● WHAT IS BEING ASKED: Starting at the line that contains "of the calm" and ending at the last line below, rewrite those lines alone, requests included, and rescale every x and y point coordinate in the answers by a factor of 1.35, rounding each to a whole number with halves rounded up.

● DATA SUPPLIED:
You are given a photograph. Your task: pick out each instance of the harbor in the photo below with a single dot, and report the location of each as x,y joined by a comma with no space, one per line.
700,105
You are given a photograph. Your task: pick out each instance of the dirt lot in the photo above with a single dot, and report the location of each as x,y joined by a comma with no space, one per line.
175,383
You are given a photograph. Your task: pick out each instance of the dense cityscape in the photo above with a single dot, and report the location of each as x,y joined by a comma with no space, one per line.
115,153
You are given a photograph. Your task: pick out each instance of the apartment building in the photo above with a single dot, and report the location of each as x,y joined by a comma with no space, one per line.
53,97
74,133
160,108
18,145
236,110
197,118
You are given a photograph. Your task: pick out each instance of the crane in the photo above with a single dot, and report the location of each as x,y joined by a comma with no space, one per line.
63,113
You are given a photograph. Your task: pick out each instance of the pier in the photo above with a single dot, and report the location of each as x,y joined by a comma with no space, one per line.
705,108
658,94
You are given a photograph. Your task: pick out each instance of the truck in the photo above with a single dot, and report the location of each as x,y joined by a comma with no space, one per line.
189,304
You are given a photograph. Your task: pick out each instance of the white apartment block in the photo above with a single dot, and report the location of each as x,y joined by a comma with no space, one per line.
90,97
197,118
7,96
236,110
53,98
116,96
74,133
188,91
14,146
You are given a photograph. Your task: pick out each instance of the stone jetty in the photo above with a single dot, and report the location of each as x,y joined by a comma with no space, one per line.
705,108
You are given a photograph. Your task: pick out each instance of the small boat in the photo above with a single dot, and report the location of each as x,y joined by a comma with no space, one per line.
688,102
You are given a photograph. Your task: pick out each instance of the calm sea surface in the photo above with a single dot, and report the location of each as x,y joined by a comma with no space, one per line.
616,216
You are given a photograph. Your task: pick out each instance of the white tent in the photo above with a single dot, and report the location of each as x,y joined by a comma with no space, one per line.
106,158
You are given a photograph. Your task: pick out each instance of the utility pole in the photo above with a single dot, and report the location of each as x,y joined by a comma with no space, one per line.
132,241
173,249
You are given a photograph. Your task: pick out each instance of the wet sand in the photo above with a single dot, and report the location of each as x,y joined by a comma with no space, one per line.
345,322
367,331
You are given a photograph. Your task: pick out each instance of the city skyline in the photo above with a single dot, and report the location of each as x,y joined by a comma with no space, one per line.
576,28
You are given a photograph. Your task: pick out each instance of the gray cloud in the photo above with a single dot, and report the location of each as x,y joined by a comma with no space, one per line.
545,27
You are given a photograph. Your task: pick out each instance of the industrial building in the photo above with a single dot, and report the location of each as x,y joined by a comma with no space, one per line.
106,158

● RESULT:
You are given a photograph. Your task: pick out each instance of the calm sea surface in the photo above with a single dot, and report the location of each as x,y joined by a comma with no space, one per line.
832,292
You are given a photograph. Your task: pick out each instance of the white tent in the photo above with a single dot, and report the location of each as x,y joined by a comma with no space, one per line.
143,213
You are given a photograph. Your task: pick out each instance of the utility pole in the photo above with a single dot, and report the location of each as x,y joined by a comma with no space, one per line.
178,325
234,336
You are given a photograph. Your task: pick out each instance of the wet sand in the photo above with a single dot, and report the location of each as x,y joined by a comma with no space, one per line.
466,435
495,447
You are given a photograph. Your task: pick out each instance of the city skyline in the photo above with a single dot, and report the location of each as x,y joined by a comma with no space, one per line.
778,38
You are given a photograph. Your task: pick out each instance of the gray cloud in the photo above with a single dot, and report the location of each as x,y joined by a comma with no space, one per line.
736,36
You are given a photograph. Your task: pick out each instance of the industrial building in the photo above with a single dot, and report the location of each as x,y joined by a comma with no space, one per line.
143,213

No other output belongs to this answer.